» **SOURCE RECORDS**
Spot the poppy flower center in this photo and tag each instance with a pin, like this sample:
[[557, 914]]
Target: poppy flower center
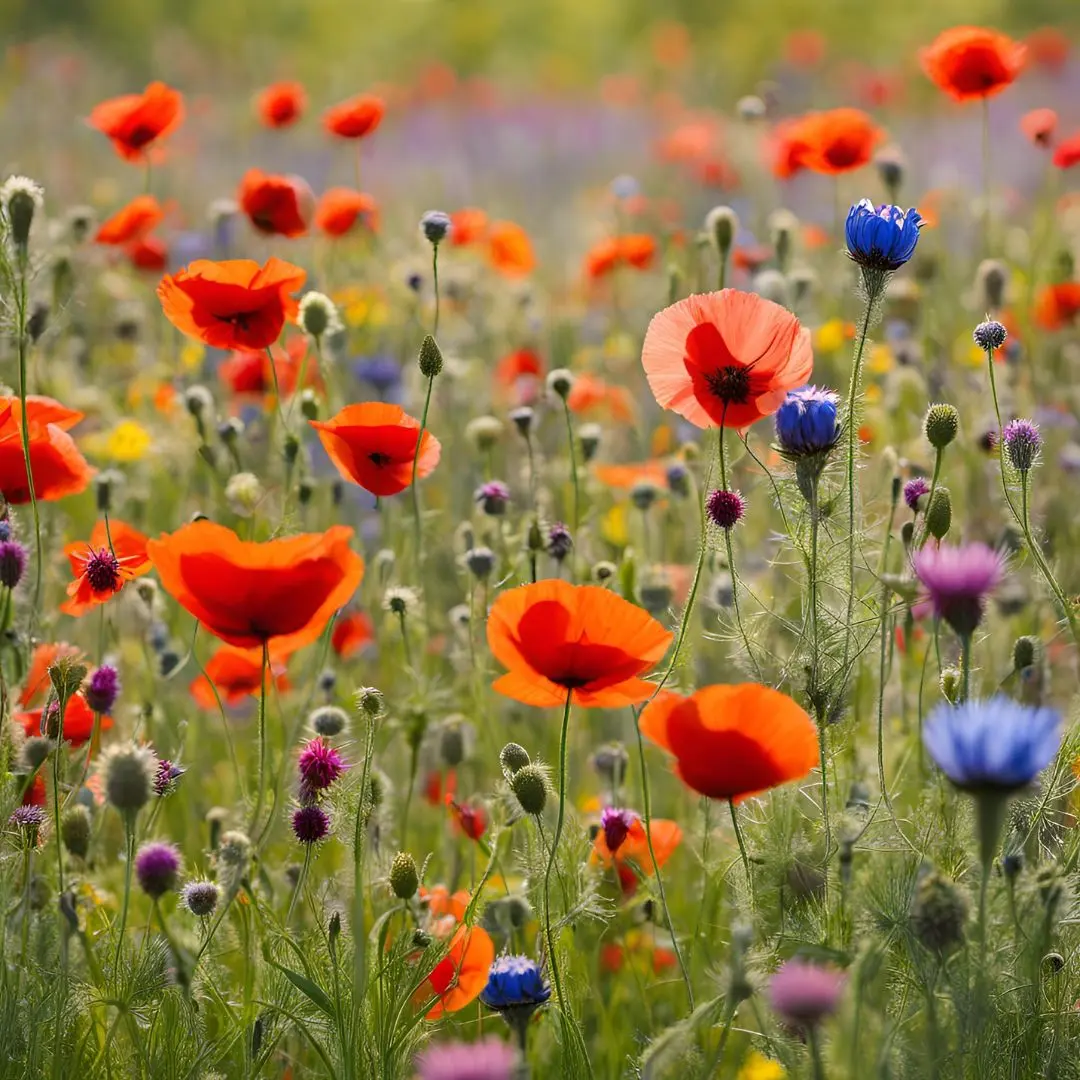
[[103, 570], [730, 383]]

...

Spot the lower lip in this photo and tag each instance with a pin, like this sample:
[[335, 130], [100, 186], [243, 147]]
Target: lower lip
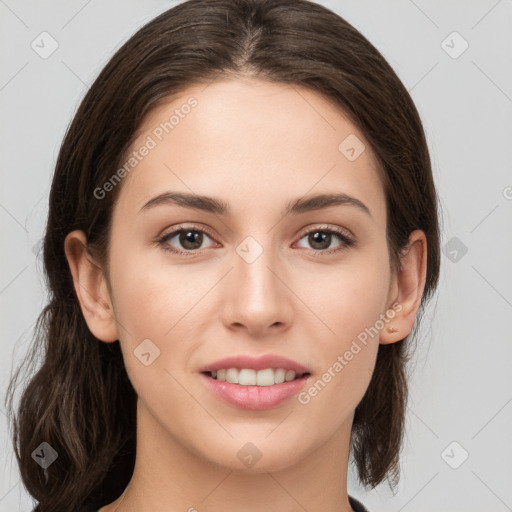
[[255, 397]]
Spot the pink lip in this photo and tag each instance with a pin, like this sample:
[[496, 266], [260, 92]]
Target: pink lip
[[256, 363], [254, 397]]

» **WORK TO BE COMPLETED**
In the stretch of items from the line containing "Spot the poppy" through the line containing "[[103, 570], [730, 383]]", change every "pin" to "marker" and give those lines again with everything else unchanged, leaving out the picture.

» **TASK RESULT**
Spot the poppy flower center in this photo and tag each instance with a marker, like this sample:
[[557, 914]]
Target: poppy flower center
[[103, 570], [730, 383]]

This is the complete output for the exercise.